◆ **Work required**
Write out, word for word, every line in the data below from the one containing "Target: paved towpath" to the one containing "[ ] locate the house with gray roof", both of them included.

━━ Data for this task ━━

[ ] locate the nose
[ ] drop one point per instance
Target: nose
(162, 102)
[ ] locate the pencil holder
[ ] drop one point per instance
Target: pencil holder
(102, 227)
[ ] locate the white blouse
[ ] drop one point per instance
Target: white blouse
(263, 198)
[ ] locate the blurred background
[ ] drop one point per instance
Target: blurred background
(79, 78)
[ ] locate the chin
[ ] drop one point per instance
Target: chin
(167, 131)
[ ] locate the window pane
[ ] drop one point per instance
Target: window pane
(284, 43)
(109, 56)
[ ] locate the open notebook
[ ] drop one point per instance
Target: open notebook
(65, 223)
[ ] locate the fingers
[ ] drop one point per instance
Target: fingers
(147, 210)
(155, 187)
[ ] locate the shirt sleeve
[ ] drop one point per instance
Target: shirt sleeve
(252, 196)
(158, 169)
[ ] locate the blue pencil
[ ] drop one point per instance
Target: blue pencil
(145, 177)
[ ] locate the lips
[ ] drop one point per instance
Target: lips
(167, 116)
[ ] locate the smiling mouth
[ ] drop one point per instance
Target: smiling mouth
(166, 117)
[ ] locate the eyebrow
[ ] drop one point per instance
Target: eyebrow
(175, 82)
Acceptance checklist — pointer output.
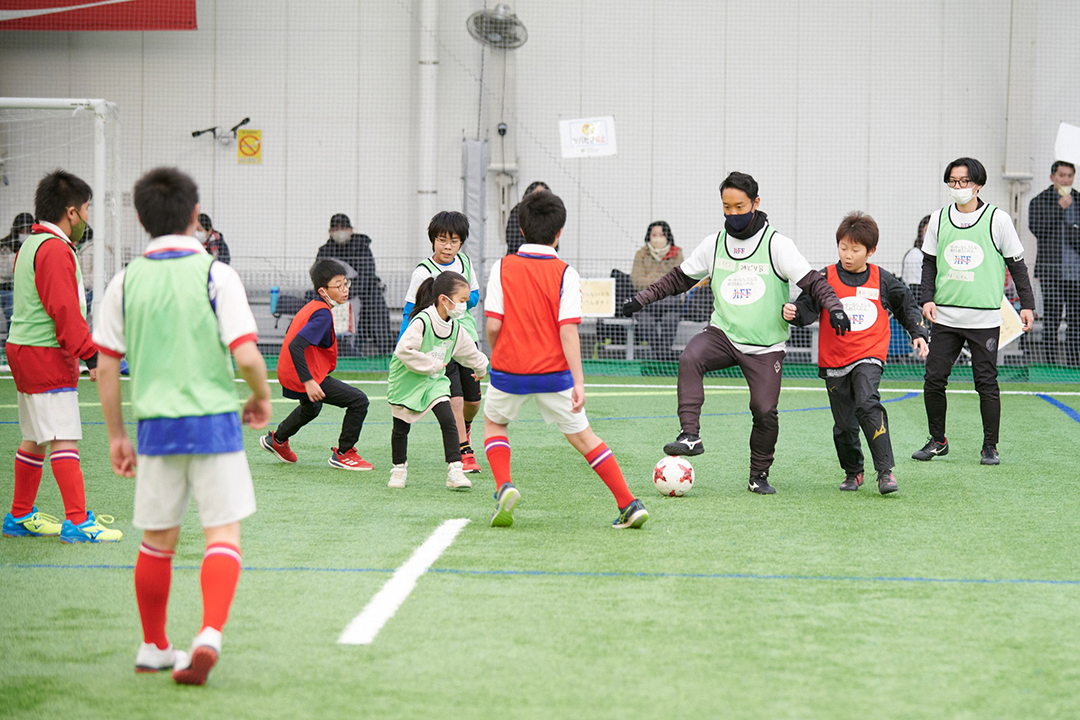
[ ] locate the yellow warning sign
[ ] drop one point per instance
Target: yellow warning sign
(250, 147)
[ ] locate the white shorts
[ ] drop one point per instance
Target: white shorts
(502, 408)
(48, 417)
(220, 483)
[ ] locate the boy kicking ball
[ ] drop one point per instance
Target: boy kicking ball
(176, 313)
(851, 364)
(534, 307)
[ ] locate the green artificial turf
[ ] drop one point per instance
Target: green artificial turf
(958, 596)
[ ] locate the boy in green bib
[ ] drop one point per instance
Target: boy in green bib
(434, 337)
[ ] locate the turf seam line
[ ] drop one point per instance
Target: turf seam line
(585, 573)
(381, 608)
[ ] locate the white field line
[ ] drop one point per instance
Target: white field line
(381, 608)
(812, 389)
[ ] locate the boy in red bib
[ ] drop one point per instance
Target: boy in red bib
(851, 364)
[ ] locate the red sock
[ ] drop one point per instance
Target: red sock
(68, 474)
(220, 571)
(498, 459)
(602, 461)
(153, 574)
(27, 479)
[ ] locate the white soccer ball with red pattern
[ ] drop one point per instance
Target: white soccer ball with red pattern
(673, 476)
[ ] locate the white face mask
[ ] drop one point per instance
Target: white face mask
(458, 311)
(961, 195)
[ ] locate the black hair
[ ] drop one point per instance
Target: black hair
(541, 216)
(448, 222)
(164, 200)
(324, 271)
(859, 228)
(742, 181)
(428, 294)
(975, 170)
(663, 226)
(58, 191)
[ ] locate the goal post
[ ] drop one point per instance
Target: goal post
(81, 135)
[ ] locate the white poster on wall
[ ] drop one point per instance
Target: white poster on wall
(588, 137)
(1067, 146)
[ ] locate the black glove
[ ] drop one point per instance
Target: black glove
(839, 321)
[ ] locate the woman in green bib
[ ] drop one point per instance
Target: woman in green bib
(750, 266)
(418, 383)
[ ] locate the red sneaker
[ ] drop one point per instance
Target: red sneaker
(469, 463)
(281, 450)
(348, 460)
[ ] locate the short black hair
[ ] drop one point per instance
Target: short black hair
(58, 191)
(663, 226)
(859, 228)
(164, 200)
(324, 271)
(742, 181)
(541, 216)
(449, 222)
(975, 170)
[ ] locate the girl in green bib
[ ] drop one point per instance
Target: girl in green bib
(418, 381)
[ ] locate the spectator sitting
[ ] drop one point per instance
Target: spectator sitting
(912, 268)
(355, 249)
(212, 240)
(9, 246)
(514, 238)
(658, 323)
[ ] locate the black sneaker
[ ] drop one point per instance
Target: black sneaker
(633, 515)
(852, 481)
(931, 449)
(759, 484)
(887, 483)
(685, 445)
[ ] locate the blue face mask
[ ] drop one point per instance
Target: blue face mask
(738, 222)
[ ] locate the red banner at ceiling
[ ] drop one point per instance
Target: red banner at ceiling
(102, 15)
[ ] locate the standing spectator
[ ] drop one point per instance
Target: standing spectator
(355, 249)
(968, 246)
(1053, 217)
(212, 240)
(514, 238)
(912, 270)
(9, 246)
(658, 323)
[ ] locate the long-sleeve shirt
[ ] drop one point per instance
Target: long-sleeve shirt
(895, 296)
(45, 369)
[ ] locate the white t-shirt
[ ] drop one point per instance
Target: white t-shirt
(234, 320)
(1004, 239)
(788, 262)
(569, 301)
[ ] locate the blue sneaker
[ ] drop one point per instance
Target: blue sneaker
(90, 530)
(507, 498)
(32, 525)
(633, 515)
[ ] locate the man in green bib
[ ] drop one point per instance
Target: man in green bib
(750, 266)
(966, 250)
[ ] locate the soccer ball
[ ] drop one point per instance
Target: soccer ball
(673, 476)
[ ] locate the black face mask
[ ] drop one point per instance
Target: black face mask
(739, 222)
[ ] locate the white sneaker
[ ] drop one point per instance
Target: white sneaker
(397, 475)
(150, 659)
(204, 651)
(456, 477)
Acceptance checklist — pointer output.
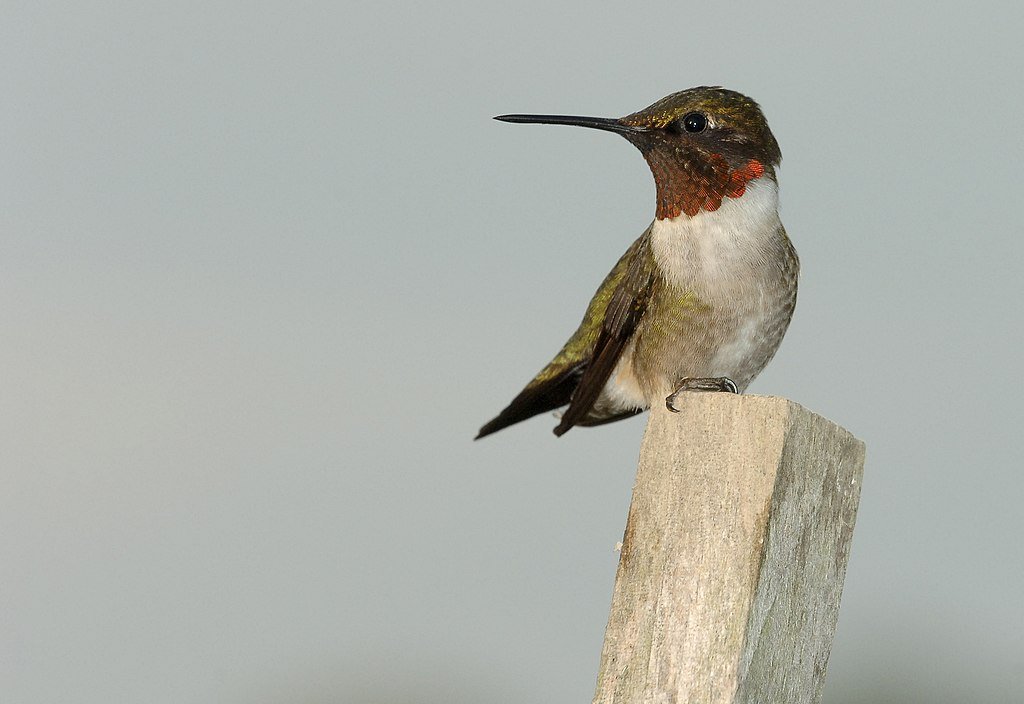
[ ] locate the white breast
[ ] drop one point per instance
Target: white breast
(729, 260)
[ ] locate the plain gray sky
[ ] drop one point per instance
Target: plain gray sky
(266, 267)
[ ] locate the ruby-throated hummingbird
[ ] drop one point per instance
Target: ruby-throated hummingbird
(702, 299)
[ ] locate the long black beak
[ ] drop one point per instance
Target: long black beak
(607, 124)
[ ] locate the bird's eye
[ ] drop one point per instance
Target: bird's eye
(694, 122)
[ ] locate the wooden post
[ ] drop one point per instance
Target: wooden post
(734, 554)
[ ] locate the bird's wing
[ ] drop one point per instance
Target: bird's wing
(627, 306)
(555, 385)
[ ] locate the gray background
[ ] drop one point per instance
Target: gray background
(266, 267)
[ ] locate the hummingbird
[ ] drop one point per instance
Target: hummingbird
(700, 301)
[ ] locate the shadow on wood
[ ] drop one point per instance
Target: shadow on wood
(734, 555)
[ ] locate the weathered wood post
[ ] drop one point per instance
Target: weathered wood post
(734, 555)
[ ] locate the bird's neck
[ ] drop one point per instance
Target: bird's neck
(687, 186)
(724, 245)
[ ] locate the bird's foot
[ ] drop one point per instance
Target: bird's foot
(700, 384)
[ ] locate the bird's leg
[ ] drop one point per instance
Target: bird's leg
(700, 384)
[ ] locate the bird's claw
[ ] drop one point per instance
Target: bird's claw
(723, 384)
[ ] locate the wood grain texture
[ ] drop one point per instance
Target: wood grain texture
(734, 555)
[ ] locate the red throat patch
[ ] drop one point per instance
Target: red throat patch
(686, 187)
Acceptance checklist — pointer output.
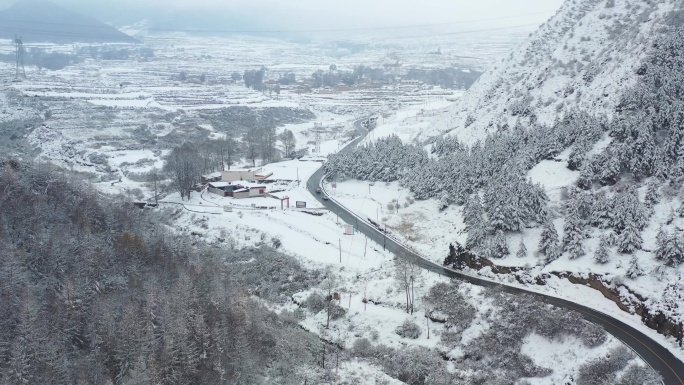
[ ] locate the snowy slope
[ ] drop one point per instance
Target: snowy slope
(582, 57)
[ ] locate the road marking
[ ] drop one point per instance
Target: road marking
(608, 321)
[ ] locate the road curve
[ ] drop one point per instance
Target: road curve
(657, 356)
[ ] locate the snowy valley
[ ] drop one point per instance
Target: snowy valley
(559, 171)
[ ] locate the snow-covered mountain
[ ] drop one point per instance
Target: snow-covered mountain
(566, 159)
(582, 57)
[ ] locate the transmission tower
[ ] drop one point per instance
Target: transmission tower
(318, 129)
(19, 45)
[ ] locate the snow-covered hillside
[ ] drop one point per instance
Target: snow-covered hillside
(581, 58)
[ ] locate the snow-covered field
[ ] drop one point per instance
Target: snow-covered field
(96, 108)
(582, 58)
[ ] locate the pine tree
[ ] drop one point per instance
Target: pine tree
(652, 195)
(629, 240)
(634, 269)
(601, 255)
(549, 244)
(473, 213)
(670, 248)
(522, 250)
(477, 234)
(499, 245)
(444, 201)
(573, 234)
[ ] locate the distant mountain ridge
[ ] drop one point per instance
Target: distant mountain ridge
(583, 57)
(44, 21)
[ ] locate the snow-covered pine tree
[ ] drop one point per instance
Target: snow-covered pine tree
(601, 256)
(634, 271)
(573, 229)
(670, 248)
(549, 243)
(652, 195)
(629, 239)
(473, 213)
(522, 250)
(499, 245)
(444, 201)
(477, 234)
(601, 215)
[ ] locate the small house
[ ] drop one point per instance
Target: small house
(249, 190)
(240, 174)
(213, 177)
(224, 189)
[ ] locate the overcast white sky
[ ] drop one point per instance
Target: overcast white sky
(331, 14)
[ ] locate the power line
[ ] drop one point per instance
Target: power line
(285, 30)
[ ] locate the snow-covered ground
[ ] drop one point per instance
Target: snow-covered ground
(319, 242)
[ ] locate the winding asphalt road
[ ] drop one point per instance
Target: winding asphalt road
(658, 357)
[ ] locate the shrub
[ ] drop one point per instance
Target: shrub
(602, 370)
(336, 312)
(362, 347)
(409, 329)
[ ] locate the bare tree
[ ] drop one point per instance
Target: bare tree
(226, 148)
(251, 140)
(329, 285)
(181, 162)
(288, 140)
(267, 144)
(406, 273)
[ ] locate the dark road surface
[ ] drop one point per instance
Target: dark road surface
(658, 357)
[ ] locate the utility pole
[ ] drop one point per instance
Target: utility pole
(384, 237)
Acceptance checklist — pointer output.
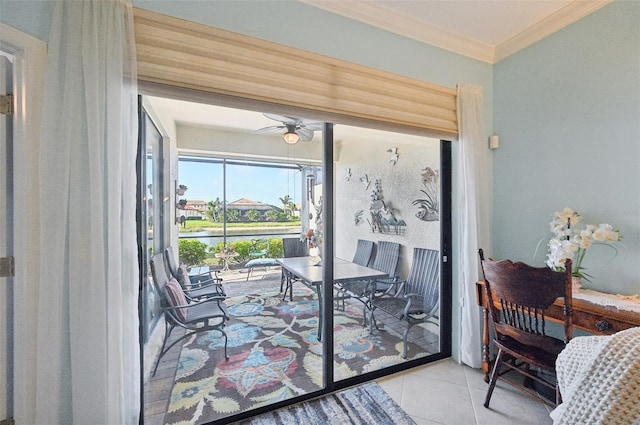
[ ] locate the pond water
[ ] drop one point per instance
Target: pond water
(212, 238)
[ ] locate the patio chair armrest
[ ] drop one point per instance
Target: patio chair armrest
(203, 284)
(211, 275)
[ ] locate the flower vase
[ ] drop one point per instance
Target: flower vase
(576, 283)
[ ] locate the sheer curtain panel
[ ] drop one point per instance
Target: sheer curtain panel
(474, 219)
(87, 357)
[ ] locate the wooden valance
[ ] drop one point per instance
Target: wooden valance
(193, 56)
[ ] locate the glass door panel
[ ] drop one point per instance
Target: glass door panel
(387, 196)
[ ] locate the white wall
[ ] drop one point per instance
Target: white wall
(401, 184)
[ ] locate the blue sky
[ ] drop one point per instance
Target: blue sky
(262, 184)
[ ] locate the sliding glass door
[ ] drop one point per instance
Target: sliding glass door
(278, 206)
(388, 216)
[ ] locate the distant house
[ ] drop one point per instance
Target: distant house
(194, 210)
(244, 205)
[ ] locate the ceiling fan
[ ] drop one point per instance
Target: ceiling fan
(296, 128)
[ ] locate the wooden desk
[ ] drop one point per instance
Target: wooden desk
(593, 318)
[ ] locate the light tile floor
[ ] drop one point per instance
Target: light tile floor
(448, 393)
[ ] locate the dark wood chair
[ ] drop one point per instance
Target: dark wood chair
(518, 295)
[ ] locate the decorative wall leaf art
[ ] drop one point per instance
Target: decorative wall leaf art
(365, 181)
(383, 219)
(429, 206)
(394, 155)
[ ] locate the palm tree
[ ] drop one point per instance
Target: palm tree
(288, 206)
(214, 210)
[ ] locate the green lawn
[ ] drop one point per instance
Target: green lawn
(200, 225)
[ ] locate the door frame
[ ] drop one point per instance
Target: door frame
(29, 55)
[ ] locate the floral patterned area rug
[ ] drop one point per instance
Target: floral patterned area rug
(274, 355)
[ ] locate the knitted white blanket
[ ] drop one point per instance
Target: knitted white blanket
(599, 379)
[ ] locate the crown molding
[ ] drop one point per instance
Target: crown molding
(562, 18)
(389, 20)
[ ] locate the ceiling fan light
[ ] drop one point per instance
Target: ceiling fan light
(291, 137)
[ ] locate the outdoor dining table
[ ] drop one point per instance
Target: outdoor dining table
(310, 273)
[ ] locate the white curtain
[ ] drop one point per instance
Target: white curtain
(87, 354)
(474, 219)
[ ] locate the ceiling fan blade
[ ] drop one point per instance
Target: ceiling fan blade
(269, 129)
(305, 134)
(282, 118)
(312, 125)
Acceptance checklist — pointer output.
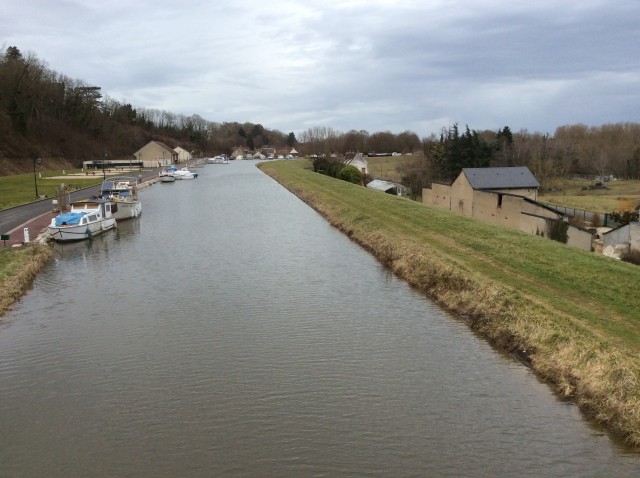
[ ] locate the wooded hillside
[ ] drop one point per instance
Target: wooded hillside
(66, 121)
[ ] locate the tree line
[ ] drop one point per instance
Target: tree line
(47, 113)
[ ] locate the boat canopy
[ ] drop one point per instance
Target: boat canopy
(69, 218)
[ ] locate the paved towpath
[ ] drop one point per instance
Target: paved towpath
(36, 216)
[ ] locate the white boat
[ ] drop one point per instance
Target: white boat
(123, 191)
(218, 160)
(184, 173)
(166, 175)
(85, 219)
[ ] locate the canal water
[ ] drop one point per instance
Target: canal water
(231, 332)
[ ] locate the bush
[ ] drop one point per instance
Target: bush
(351, 174)
(632, 257)
(557, 230)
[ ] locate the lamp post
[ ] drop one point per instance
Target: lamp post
(37, 160)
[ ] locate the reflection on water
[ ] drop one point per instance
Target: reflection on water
(230, 331)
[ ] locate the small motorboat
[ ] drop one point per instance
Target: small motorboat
(123, 191)
(184, 173)
(85, 219)
(167, 175)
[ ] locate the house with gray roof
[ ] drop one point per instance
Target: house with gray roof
(505, 196)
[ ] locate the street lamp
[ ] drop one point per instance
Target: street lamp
(37, 160)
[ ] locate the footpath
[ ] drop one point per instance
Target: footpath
(29, 231)
(37, 226)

━━━

◆ **Solution for this problem**
Target: paved towpath
(36, 216)
[ ] locate the white boat
[ ] drop one point per instance
Target: white boat
(123, 191)
(218, 160)
(184, 173)
(166, 175)
(85, 219)
[ ] locate the canal water
[ ] drop one point per instance
Target: canal water
(231, 332)
[ ] locate the bush
[ ] drop one point per instance
Target: bush
(351, 174)
(632, 257)
(557, 230)
[ ] locate the lamp post
[ ] drop one point per instance
Target: lamp post
(37, 160)
[ ] locate the reflection on water
[ ] drop one point per instance
Target: reflection on water
(230, 331)
[ ] locate the small motorboat
[ ] drop one point per instance
Target: small motorboat
(123, 191)
(184, 173)
(85, 219)
(167, 175)
[ ] locate the house with gray roof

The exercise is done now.